## Data section
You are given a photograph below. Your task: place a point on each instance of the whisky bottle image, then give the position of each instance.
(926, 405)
* * *
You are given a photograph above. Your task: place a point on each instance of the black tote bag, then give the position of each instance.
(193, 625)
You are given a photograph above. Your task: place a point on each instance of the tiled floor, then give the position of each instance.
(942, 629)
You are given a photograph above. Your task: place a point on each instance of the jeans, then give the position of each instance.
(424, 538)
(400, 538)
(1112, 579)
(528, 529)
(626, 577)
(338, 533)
==
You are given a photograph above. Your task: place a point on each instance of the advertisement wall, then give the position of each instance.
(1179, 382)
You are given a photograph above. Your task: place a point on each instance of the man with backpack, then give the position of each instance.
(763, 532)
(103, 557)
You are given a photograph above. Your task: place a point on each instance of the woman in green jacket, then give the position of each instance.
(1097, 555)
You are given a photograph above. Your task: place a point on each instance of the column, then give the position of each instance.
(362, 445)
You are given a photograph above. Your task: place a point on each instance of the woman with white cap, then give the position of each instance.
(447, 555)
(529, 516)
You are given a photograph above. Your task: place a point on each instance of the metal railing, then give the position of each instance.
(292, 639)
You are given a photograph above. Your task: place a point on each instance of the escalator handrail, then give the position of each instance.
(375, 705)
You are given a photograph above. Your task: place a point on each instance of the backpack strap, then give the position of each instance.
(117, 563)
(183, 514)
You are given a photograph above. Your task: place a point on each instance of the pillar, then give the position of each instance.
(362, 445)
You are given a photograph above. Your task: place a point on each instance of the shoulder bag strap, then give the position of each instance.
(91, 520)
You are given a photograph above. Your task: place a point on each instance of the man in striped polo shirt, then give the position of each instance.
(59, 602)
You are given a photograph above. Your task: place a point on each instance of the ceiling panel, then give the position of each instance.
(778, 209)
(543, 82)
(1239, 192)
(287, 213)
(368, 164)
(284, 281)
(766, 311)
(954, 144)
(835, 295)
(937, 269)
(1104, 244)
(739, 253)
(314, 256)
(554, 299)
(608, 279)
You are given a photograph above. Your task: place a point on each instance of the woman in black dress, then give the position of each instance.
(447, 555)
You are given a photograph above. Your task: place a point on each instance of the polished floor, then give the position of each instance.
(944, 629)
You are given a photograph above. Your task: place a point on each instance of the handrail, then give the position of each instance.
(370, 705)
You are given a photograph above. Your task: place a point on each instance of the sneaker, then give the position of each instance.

## Short problem
Turn the records into a numbered list, starting at the line with "of the escalator" and going up to and including the line with "sneaker, then give the position of each instance.". Leave out any blank lines.

## Expected output
1. You are given a photograph above. Your task: place a point on each instance of the escalator handrail, then give the position of each instance.
2. (375, 705)
3. You are given a photograph above. Your task: place a point on each instance of the backpack strap, then give the position of each instance.
4. (117, 563)
5. (183, 514)
6. You are given a photograph above. Your task: place a point on each instance of the pillar, then give the position of each instance.
7. (362, 445)
8. You are given a photograph above. Your task: place a point on each instance of the shoulder bag strap, then give the position of each instance.
9. (91, 520)
10. You are given a photograph above. Your task: place a point on each instance of the man in striped polo shirt, then give the position of each instance.
11. (59, 602)
12. You are given a photograph above. Your task: place a point on each instance of the ceiling panel, then give the position of each instance.
13. (778, 209)
14. (543, 82)
15. (1239, 192)
16. (287, 213)
17. (368, 164)
18. (284, 281)
19. (766, 311)
20. (954, 144)
21. (835, 295)
22. (937, 269)
23. (1104, 244)
24. (739, 253)
25. (314, 256)
26. (554, 299)
27. (608, 279)
28. You are given a photograph above. Your task: place a point on each instance of the woman in black dress, then give the position of each instance.
29. (447, 555)
30. You are given a photograph above. Your task: place a point on each instance of the polished floor, then give the position of each instance.
31. (944, 629)
32. You are given a photograph above. Your task: place a point on each instance of the handrail, then give the position of each instance.
33. (370, 705)
34. You are given a photograph above. Your task: place a point on each instance of the sneaker, then give the position of each instance.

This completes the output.